_WHAT TO WORK ON_.
Output exactly the lines from the line with "and white photograph." through the end of the records below. Include nothing else.

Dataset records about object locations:
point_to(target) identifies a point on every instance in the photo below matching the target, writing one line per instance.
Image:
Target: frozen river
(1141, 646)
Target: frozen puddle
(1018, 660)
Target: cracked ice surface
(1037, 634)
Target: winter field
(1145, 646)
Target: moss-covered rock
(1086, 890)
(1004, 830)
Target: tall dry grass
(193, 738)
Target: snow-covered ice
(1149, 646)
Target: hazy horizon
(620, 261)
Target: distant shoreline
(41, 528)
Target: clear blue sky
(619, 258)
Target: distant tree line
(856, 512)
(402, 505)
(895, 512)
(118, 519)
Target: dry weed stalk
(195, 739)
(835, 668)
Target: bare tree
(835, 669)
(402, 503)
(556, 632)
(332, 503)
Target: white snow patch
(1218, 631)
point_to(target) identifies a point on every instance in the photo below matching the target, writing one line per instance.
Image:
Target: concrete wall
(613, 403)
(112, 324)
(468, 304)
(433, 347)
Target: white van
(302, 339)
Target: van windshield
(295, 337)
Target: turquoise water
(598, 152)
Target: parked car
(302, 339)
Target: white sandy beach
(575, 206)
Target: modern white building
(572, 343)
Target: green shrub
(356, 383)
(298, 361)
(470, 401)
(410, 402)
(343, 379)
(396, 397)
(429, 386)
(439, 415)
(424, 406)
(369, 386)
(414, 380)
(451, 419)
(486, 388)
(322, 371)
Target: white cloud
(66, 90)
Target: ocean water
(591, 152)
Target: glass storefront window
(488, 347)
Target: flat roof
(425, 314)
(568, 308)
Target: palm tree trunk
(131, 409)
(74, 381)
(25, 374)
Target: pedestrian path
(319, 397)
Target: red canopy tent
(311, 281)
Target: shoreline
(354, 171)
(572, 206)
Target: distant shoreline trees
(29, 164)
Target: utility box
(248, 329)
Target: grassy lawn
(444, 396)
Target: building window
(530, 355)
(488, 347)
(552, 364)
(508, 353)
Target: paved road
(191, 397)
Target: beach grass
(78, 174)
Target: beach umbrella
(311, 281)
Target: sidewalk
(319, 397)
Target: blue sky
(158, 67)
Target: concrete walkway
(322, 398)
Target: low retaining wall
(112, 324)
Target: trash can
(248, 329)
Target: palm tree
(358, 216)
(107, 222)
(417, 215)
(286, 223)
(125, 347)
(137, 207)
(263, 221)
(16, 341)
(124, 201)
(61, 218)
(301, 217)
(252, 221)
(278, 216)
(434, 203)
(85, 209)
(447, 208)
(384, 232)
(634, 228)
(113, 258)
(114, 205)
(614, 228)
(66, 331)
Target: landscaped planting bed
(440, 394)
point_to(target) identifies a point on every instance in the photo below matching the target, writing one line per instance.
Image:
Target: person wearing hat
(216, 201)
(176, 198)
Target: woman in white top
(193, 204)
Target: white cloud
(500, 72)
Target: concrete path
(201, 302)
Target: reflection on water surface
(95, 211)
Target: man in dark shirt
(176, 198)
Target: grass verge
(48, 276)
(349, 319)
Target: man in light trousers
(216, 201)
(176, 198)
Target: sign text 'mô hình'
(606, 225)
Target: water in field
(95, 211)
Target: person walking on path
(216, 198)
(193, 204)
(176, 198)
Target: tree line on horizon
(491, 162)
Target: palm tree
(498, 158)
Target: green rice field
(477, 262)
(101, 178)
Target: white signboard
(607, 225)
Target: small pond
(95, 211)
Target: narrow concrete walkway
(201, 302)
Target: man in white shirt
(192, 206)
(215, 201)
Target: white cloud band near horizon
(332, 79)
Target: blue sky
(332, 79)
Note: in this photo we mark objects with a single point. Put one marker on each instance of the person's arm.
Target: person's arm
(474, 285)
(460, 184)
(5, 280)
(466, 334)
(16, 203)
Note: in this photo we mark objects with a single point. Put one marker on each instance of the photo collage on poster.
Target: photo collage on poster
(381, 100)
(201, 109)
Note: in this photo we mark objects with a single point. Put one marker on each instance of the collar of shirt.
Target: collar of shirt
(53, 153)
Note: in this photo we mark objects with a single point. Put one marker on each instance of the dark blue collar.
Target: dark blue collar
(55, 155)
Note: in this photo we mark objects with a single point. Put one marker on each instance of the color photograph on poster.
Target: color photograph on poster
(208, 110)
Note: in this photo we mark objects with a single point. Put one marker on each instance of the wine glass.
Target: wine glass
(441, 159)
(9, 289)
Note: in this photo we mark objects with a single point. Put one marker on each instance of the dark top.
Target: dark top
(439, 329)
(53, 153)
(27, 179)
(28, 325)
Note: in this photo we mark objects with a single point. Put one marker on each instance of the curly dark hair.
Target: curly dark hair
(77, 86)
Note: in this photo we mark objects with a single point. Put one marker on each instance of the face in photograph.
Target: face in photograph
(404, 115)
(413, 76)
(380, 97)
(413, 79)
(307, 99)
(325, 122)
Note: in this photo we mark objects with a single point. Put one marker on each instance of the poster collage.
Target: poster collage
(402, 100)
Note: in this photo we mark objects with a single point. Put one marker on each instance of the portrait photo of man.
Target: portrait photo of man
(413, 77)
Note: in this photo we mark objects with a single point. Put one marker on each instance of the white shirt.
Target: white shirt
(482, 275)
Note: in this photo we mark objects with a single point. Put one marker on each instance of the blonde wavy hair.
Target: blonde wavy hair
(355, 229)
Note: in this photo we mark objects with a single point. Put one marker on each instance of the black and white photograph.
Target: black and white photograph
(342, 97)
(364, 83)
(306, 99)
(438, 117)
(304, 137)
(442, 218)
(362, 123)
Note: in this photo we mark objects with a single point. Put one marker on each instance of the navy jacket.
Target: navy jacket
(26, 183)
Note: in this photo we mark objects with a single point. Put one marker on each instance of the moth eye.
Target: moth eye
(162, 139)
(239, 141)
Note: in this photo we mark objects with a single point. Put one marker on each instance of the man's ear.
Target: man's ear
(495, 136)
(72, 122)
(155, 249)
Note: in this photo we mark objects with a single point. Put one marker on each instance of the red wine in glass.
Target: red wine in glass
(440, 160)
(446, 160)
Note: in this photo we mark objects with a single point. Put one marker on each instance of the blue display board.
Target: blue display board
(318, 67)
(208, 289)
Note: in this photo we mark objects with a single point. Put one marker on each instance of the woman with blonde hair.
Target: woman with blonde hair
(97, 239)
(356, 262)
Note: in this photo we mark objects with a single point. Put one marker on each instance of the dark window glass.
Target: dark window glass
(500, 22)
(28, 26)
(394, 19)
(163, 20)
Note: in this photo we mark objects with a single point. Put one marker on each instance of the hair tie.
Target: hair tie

_ANSWER FOR THE TASK_.
Note: in this photo we mark objects with a single point. Put one marker on each instance of the black and white photograph.
Target: black and white photograph
(342, 97)
(364, 83)
(306, 99)
(438, 117)
(304, 137)
(442, 218)
(362, 123)
Note: in this photo we mark objects with a single point. Put one marker on each instance of the navy jacket.
Target: navy jacket
(26, 183)
Note: in this photo we mark objects with a single point. Put one marker on each instance of the moth eye.
Target: moth eye
(162, 139)
(239, 141)
Note: in this photo we mark objects with a single point. Put one marker on each instance of the man's ear.
Target: man's ear
(495, 136)
(72, 122)
(155, 249)
Note: in this photo we mark objects with a single point. Put one marker on each instance of the red wine in glass.
Target: red wine in glass
(440, 160)
(446, 160)
Note: in this photo we mark objects with a single point. Put one marker on each instance of the blue display board.
Target: blue display board
(318, 67)
(208, 289)
Note: in this photo we mark objects with a single point. Put one marker on each instance of the woman with blonde hair.
Target: woman with blonde hair
(97, 239)
(356, 262)
Note: in this photo we mark objects with a single point. Put one marker on each instance of the dark window glass.
Target: dark window glass
(500, 22)
(28, 26)
(394, 19)
(163, 20)
Note: in this photo we mark objects with a single point. Put one marker on each instance of the hair tie.
Target: hair tie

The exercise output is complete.